▶ _Arbeitsanweisungen_:
1. Beantworten Sie anhand des Textes über die Critical Mass in Wuppertal folgende Fragen:
(a) In welchem Jahr radelte man in Berlin erstmals gemeinsam durch die Stadt?
(b) Wo trifft sich die „Kritische Masse“ einmal im Monat?
(c) Welches Lied schallt aus Jakobs Verstärker?
2. Führen Sie den Text über die Critical Mass in Wuppertal nach seinem letzten Satz fort.

▶ _Vorliegender Text_:
# # # # #
Critical Mass: Wenn Dutzende Radfahrer als ein Fahrzeug gelten

Monatlich treffen sich zahlreiche Radfahrer zur gemeinsamen Fahrt durch die Stadt — als „Critical Mass“.

Critical Mass: Wenn Dutzende Radfahrer als ein Fahrzeug gelten
Foto: Gerhard Bartsch

Wuppertal. Da staunen Autofahrer und Fußgänger nicht schlecht, als eine fröhliche Horde Radfahrer laut klingelnd an ihnen vorbeizieht: Unzählige Menschen auf Rennrädern, Mountainbikes, Tandems, Liegerädern und Pedelecs. Unter ihnen Michael (47), Cellospieler auf dem Weg zur Orchesterprobe. „Ich habe mein Auto vor zwei Jahren abgeschafft. Seitdem mache ich fast alles mit dem Rad“, erzählt er. Immerhin fahre er elektrisch verstärkt. „Ohne Cello auch bergab, mit Cello werde ich einfach zu schnell“, sagt er und lacht.

Radfahren in Wuppertal? Nicht jeder kann sich vorstellen, dass dies fernab von Nordbahn- oder Sambatrasse Spaß macht. Noch absurder die Vorstellung, den Drahtesel als Verkehrsmittel zu nutzten. Einzeln werden Fahrräder im Straßenverkehr kaum wahrgenommen, einmal im Monat aber trifft sich die „Kritische Masse“ an der Kluse zu einer gemeinsamen Fahrt durch die Stadt - und erregt Aufmerksamkeit.

Das ist das Ziel der Aktion: auf Radfahrer als Verkehrsteilnehmer aufmerksam machen. Die Bewegung „Critical Mass“ (CM) begann in den USA. In Berlin radelte man erstmals 1997 gemeinsam durch die Stadt. Die erste unter CM firmierende Aktion fand 1992 in San Francisco statt.

Zur Critical-Mass-Aktion kommen sogar Düsseldorfer ins Tal. Zum Beispiel Jakob. Mit einem handelsüblichen Verstärker, aus dem das Lied „Happy Birthday“ schallt, auf dem Gepäckträger, fährt er an der Kluse vor. „Heute gibt es die Aktion seit zwei Jahren“, sagt der 18-Jährige.
# # # # #
▶ _Angezeigte Datensätze_:
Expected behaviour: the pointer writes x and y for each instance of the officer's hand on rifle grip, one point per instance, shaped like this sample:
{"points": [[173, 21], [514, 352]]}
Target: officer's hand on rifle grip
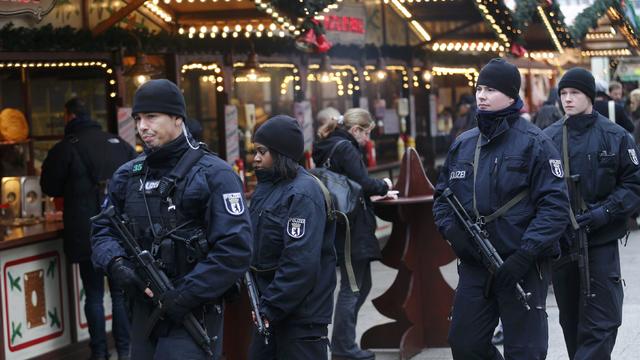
{"points": [[173, 306], [594, 218], [255, 321], [513, 270], [123, 273]]}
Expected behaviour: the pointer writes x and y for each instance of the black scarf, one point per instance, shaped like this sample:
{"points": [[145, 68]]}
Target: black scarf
{"points": [[488, 121]]}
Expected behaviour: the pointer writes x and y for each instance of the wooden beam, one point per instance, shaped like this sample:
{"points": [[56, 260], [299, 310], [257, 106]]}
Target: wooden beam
{"points": [[117, 16], [85, 14]]}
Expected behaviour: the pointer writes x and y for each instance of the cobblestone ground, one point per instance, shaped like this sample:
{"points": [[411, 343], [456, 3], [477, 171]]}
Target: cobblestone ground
{"points": [[628, 341]]}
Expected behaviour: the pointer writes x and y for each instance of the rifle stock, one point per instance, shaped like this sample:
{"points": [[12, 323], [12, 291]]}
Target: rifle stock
{"points": [[581, 245], [158, 281], [254, 299], [488, 254]]}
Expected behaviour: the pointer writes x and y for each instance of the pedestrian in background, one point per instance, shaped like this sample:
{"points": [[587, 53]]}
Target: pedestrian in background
{"points": [[339, 148], [609, 108], [293, 259], [549, 112], [634, 110], [605, 157], [77, 169], [505, 163], [186, 207]]}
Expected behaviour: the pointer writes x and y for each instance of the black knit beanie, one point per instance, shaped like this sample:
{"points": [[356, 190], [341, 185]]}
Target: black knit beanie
{"points": [[581, 79], [283, 134], [161, 96], [502, 76]]}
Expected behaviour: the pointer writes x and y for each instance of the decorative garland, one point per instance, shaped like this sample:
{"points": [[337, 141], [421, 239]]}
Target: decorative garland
{"points": [[527, 9], [588, 18], [48, 38]]}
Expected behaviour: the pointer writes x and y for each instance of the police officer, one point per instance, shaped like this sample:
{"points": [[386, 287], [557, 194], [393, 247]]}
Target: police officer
{"points": [[294, 259], [187, 208], [77, 168], [605, 157], [504, 173]]}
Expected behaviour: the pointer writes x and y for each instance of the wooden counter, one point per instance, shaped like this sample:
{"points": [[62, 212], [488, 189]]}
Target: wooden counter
{"points": [[42, 297]]}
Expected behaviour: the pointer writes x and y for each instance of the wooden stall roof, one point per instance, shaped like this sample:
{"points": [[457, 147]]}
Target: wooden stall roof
{"points": [[605, 29], [542, 26], [464, 21]]}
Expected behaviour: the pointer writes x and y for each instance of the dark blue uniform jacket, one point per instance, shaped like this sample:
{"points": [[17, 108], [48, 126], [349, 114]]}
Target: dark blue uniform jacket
{"points": [[228, 230], [606, 158], [517, 156], [294, 259]]}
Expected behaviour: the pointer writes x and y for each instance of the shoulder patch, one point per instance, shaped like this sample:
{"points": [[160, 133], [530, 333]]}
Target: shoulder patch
{"points": [[556, 168], [633, 156], [295, 227], [233, 203]]}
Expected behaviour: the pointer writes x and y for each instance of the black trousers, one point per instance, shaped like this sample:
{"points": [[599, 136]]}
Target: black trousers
{"points": [[171, 341], [590, 330], [475, 316], [291, 342]]}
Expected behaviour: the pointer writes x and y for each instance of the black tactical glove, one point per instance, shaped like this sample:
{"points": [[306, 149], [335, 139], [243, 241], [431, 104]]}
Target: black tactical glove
{"points": [[513, 270], [594, 218], [124, 275], [173, 306], [461, 242]]}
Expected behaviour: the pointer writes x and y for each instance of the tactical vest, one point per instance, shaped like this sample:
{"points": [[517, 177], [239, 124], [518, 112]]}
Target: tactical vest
{"points": [[151, 206]]}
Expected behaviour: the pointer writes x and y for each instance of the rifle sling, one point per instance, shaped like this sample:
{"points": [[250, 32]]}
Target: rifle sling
{"points": [[567, 172]]}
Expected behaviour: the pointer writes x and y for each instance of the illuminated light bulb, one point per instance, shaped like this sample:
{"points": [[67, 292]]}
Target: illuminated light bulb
{"points": [[141, 79]]}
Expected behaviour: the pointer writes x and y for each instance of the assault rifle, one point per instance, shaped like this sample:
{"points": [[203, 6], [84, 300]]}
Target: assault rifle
{"points": [[158, 281], [254, 299], [488, 254], [581, 243]]}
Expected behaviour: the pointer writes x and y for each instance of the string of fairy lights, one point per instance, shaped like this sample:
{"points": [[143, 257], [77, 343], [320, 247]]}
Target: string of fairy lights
{"points": [[111, 79]]}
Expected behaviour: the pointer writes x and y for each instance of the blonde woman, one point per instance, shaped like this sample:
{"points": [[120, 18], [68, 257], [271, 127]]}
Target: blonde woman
{"points": [[339, 150]]}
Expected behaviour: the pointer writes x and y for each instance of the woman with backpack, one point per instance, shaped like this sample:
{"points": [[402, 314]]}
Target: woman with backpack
{"points": [[339, 150]]}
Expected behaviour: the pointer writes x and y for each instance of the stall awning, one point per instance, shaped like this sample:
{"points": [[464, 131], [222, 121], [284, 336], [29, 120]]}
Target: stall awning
{"points": [[607, 29]]}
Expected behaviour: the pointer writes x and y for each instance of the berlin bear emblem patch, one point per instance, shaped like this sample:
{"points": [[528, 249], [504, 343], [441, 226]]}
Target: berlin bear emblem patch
{"points": [[633, 156], [556, 168], [233, 203], [295, 227]]}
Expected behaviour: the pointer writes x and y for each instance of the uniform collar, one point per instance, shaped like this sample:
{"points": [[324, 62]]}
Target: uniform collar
{"points": [[582, 121], [167, 155]]}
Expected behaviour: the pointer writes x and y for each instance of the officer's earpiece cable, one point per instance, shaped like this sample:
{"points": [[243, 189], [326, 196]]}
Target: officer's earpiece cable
{"points": [[146, 205], [184, 132]]}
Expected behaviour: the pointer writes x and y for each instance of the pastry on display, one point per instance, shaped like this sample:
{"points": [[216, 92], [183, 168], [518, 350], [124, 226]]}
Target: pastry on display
{"points": [[13, 125]]}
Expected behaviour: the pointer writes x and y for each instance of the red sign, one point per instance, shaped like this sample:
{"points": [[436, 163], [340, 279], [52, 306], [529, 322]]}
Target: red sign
{"points": [[344, 24]]}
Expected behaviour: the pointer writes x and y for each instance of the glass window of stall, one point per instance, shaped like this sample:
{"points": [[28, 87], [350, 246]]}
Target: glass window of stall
{"points": [[201, 85], [332, 87], [382, 91], [46, 89], [259, 94], [453, 88]]}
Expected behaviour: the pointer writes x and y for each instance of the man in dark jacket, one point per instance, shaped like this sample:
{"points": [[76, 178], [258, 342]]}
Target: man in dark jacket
{"points": [[505, 163], [603, 103], [605, 157], [187, 208], [76, 168]]}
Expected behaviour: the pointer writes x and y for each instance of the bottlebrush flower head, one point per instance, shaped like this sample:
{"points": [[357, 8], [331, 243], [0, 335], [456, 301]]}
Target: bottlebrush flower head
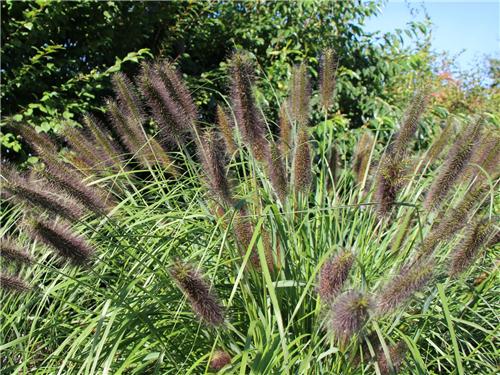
{"points": [[302, 162], [12, 251], [458, 216], [169, 100], [454, 166], [389, 181], [226, 129], [13, 284], [403, 286], [300, 94], [327, 80], [203, 300], [248, 117], [468, 249], [350, 311], [59, 236], [334, 274], [212, 156], [40, 195], [219, 360]]}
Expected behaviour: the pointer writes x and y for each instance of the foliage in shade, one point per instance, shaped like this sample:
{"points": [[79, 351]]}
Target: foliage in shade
{"points": [[212, 156], [199, 293], [327, 81], [333, 275], [467, 251], [454, 165], [14, 284], [12, 251], [248, 117], [219, 359], [349, 313], [302, 169], [403, 286], [58, 236], [300, 94]]}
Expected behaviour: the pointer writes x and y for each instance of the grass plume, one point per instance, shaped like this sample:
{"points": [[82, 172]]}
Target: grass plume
{"points": [[199, 293], [453, 167], [327, 80], [248, 116]]}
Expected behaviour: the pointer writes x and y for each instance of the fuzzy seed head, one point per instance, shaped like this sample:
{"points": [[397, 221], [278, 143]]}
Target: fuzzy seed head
{"points": [[302, 162], [213, 159], [39, 195], [300, 94], [285, 130], [453, 167], [410, 122], [389, 181], [248, 116], [350, 311], [201, 297], [467, 251], [334, 274]]}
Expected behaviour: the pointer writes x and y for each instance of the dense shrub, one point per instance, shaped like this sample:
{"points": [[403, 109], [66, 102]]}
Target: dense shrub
{"points": [[57, 57]]}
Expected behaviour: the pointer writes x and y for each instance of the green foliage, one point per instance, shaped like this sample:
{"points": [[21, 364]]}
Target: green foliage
{"points": [[57, 56]]}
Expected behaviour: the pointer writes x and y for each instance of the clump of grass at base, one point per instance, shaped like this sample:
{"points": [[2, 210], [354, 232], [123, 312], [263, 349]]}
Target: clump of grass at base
{"points": [[271, 274]]}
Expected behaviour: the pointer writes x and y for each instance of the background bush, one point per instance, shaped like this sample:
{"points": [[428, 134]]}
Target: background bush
{"points": [[57, 57]]}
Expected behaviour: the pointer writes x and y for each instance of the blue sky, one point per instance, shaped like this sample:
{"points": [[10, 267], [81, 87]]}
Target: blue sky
{"points": [[473, 26]]}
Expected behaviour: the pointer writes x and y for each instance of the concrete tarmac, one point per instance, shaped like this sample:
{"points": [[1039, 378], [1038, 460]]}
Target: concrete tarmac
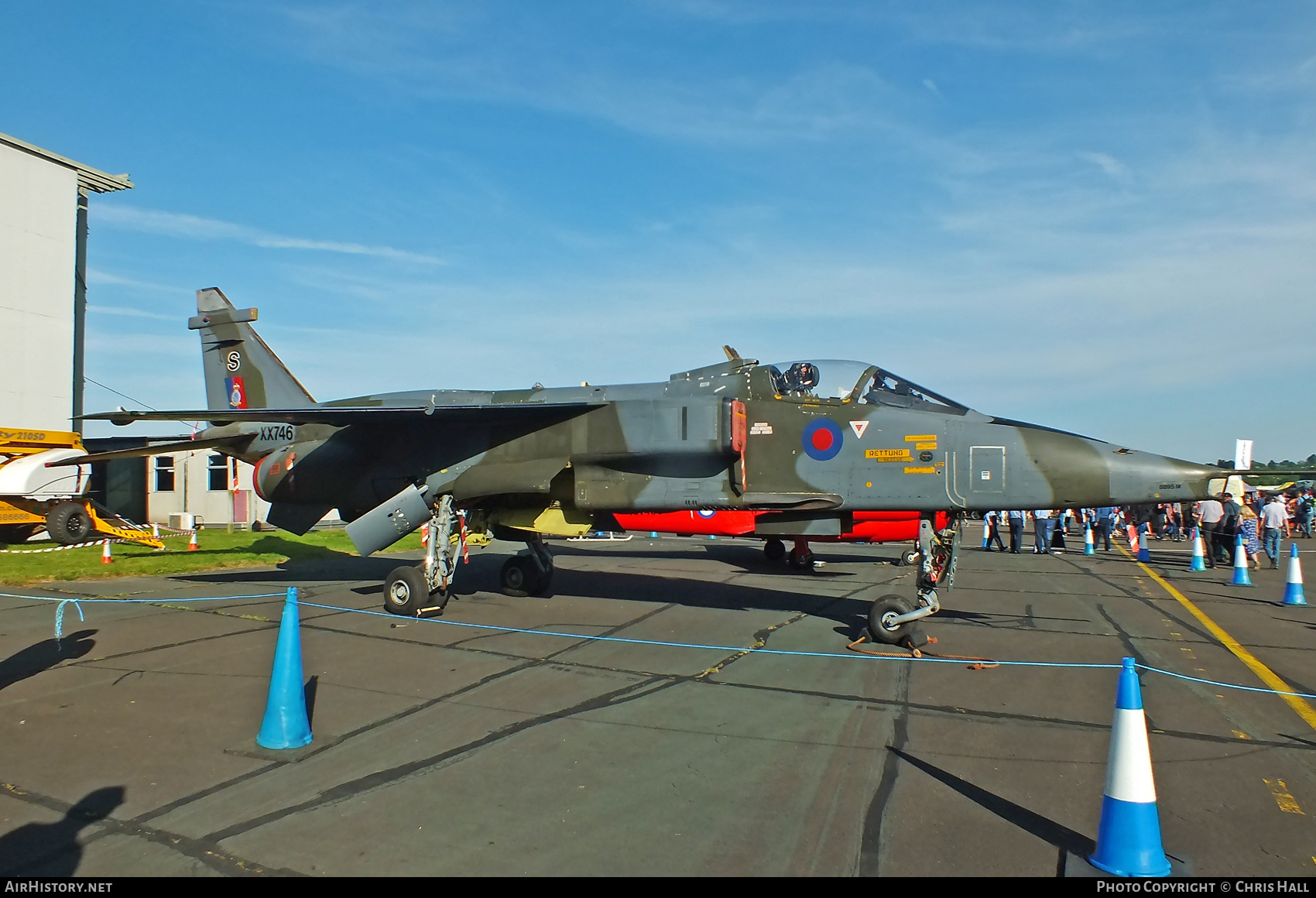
{"points": [[128, 745]]}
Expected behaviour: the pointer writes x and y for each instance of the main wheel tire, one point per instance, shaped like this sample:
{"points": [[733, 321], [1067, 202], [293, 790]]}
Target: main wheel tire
{"points": [[69, 523], [16, 533], [879, 618], [406, 591], [520, 576]]}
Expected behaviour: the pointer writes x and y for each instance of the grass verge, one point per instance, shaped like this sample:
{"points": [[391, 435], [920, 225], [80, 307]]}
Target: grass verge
{"points": [[216, 550]]}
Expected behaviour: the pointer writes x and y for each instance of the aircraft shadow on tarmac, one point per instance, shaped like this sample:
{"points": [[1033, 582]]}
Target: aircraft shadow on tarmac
{"points": [[1030, 822], [482, 577], [43, 656], [53, 848]]}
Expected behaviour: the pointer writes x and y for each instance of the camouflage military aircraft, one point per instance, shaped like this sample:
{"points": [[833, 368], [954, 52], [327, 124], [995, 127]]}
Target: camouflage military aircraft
{"points": [[812, 441]]}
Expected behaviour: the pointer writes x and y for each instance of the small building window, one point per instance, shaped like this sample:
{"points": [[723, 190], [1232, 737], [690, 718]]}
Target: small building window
{"points": [[163, 473], [219, 473]]}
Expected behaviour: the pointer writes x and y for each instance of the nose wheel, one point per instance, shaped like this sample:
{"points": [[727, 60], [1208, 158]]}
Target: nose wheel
{"points": [[885, 625]]}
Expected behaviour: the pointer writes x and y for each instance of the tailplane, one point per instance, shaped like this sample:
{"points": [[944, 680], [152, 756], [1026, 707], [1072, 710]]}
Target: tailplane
{"points": [[241, 370]]}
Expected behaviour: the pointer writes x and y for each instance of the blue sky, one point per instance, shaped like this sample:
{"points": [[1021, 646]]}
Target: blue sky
{"points": [[1094, 216]]}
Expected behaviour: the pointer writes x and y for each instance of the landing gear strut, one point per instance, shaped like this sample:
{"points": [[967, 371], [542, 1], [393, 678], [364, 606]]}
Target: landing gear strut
{"points": [[891, 619], [419, 591], [802, 556], [530, 573]]}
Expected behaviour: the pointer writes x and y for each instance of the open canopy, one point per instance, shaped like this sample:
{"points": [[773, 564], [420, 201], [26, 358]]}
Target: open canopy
{"points": [[833, 379]]}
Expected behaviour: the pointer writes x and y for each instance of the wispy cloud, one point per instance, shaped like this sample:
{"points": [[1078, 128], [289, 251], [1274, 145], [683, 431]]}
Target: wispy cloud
{"points": [[191, 227], [1107, 163], [131, 312], [101, 277]]}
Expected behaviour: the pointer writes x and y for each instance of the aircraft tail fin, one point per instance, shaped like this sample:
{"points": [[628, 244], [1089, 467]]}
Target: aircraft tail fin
{"points": [[241, 370]]}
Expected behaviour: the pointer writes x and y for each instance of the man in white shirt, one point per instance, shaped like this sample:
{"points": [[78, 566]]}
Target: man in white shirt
{"points": [[1212, 512], [1274, 523], [1043, 524]]}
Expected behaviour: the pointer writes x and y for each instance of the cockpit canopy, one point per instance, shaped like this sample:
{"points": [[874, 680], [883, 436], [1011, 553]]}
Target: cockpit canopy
{"points": [[838, 379]]}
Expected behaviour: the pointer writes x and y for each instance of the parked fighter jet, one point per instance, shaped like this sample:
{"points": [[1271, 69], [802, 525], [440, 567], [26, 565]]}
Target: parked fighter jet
{"points": [[814, 441]]}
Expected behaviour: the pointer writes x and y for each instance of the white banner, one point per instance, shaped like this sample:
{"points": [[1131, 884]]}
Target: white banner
{"points": [[1242, 454]]}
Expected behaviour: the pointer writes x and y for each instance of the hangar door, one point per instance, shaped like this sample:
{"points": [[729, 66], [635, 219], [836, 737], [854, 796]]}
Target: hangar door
{"points": [[986, 469]]}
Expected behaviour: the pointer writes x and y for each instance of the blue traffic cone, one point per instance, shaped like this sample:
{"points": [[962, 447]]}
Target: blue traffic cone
{"points": [[1128, 839], [1240, 565], [1199, 557], [1294, 588], [286, 723]]}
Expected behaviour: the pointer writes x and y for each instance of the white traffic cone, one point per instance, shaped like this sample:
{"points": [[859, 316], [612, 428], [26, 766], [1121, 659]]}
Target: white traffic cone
{"points": [[1294, 588], [1199, 557], [1128, 839], [1241, 577]]}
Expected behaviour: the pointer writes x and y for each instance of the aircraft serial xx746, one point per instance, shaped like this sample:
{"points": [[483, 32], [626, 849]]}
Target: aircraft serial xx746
{"points": [[810, 441]]}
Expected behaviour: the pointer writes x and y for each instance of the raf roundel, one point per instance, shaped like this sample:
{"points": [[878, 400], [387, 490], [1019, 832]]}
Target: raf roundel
{"points": [[823, 439]]}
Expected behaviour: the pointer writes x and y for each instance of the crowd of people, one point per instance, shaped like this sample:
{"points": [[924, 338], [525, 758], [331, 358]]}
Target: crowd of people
{"points": [[1263, 522]]}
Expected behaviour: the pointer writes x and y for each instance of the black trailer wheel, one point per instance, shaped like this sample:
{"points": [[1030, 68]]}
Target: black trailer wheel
{"points": [[520, 576], [69, 523], [881, 626], [406, 591]]}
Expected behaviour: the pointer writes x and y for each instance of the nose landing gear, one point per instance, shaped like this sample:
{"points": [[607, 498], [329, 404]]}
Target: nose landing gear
{"points": [[893, 618]]}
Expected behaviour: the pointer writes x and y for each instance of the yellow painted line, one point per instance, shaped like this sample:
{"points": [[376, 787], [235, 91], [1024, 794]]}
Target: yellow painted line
{"points": [[1287, 804], [1267, 676]]}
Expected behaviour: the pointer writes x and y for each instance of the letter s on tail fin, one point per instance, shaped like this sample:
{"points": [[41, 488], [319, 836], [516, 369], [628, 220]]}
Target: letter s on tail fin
{"points": [[241, 372]]}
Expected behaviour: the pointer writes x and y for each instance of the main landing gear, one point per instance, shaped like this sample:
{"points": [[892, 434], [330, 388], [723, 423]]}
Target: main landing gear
{"points": [[528, 573], [423, 591], [799, 557], [893, 618]]}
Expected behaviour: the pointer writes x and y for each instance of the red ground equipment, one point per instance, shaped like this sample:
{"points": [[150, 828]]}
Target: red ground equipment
{"points": [[869, 527]]}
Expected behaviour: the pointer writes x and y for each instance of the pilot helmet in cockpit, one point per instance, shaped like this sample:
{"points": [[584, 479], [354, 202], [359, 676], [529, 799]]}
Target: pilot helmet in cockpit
{"points": [[802, 377]]}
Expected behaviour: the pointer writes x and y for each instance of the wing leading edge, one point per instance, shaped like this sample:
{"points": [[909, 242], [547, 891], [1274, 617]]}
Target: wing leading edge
{"points": [[341, 416]]}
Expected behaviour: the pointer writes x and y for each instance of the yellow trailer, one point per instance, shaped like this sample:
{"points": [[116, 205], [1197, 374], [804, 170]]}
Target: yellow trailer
{"points": [[35, 497]]}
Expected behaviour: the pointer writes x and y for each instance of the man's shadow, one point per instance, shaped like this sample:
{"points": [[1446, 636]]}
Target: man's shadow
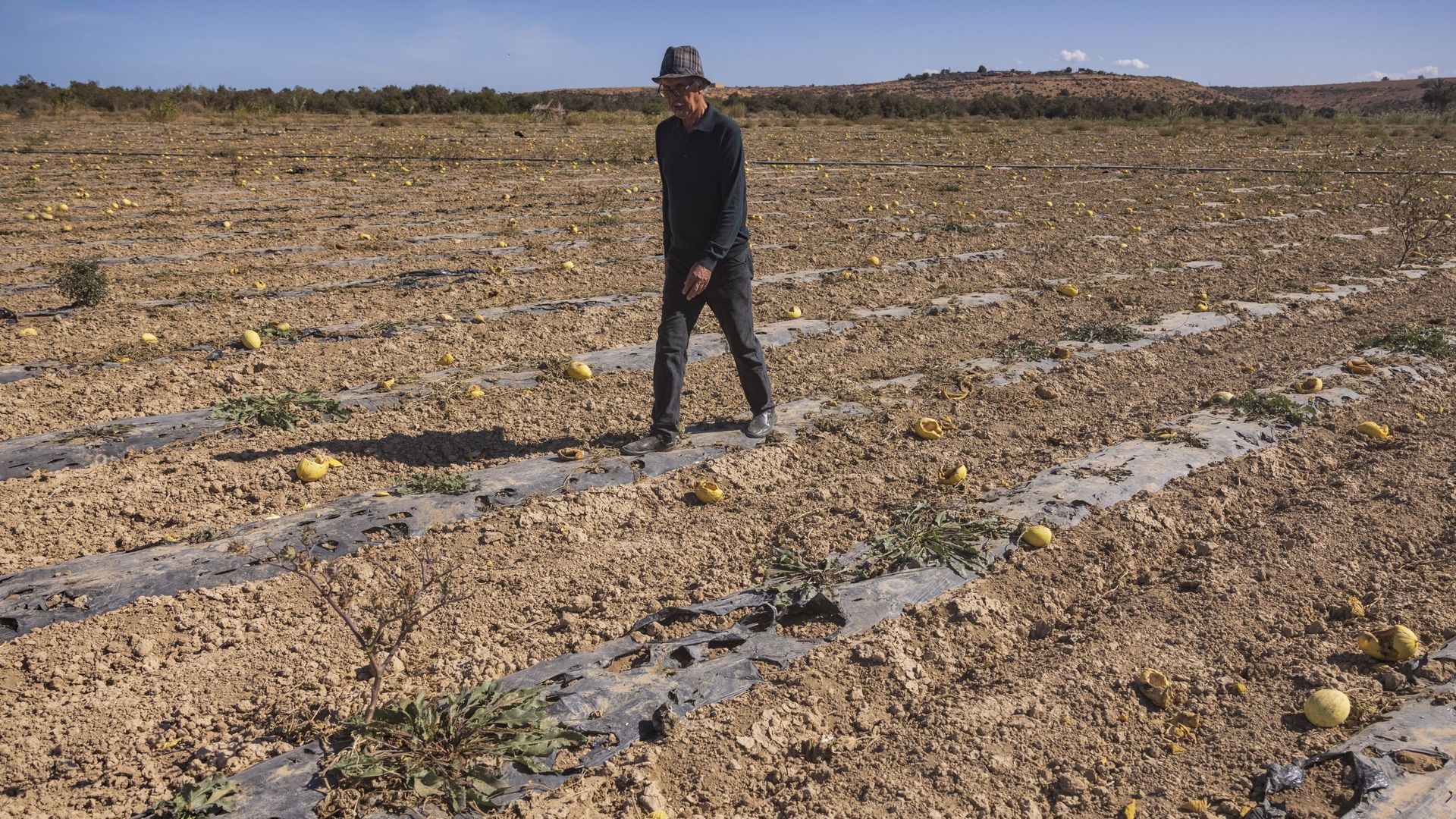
{"points": [[433, 447]]}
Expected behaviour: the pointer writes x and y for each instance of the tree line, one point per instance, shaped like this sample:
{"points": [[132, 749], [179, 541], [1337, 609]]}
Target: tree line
{"points": [[30, 96]]}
# # # # #
▶ _Lösungen_:
1.
(a) 1997
(b) An der Kluse
(c) „Happy Birthday“

2.
Bevor es im Verband losgeht, ist Durchzählen angesagt, und das ist meist ein Grund zur Freude. Dass die „kritische Masse“ von 15 Teilnehmern erreicht ist, ist nicht zu übersehen, aber fällt der bisherige Rekord von 77 Teilnehmern an diesem Tag? Ja: Zum zweiten Geburtstag der kritischen Masse sind 126 Radler gekommen. Jubel brandet auf, dann geht es los. „Die Wuppertaler sind immer zwei bis drei Stunden unterwegs“, sagt Jakob. In Düsseldorf gebe es die CM noch nicht so lange.

Vielleicht ist das Tal ja doch eine heimliche Fahrradhauptstadt. Auf jeden Fall sind alle 126 Radler mit Enthusiasmus dabei. Die Geschwindigkeit ist nicht zu hoch, im Durchschnitt 15 Kilometer pro Stunde. Da wird getöttert und gescherzt. Wenn eine Ampel auf Rot springt, dürfen alle Radler die Kreuzung noch überqueren, denn der Verband gilt als ein Fahrzeug. Einige erfahrene Mitradler stellen sich vorsichtshalber in die Seitenstraßen, damit auch wirklich jeder Autofahrer Bescheid weiß und es nicht zu Unfällen kommt.

Kreuz und quer geht es durch die Stadt, bergauf, bergab. Einen Plan gibt es nicht, auch keinen Organisator. Das ist der Grundgedanke der Bewegung: Critical-Mass-Aktionen entstehen, wenn eine Person Ort und Zeitpunkt festlegt und via Internet, Plakat oder Mundpropaganda zu einer gemeinsamen Fahrt aufruft. Wenn sich darauf genügend Menschen einfinden, findet die CM statt. In Wuppertal am Freitag, 6. Juni.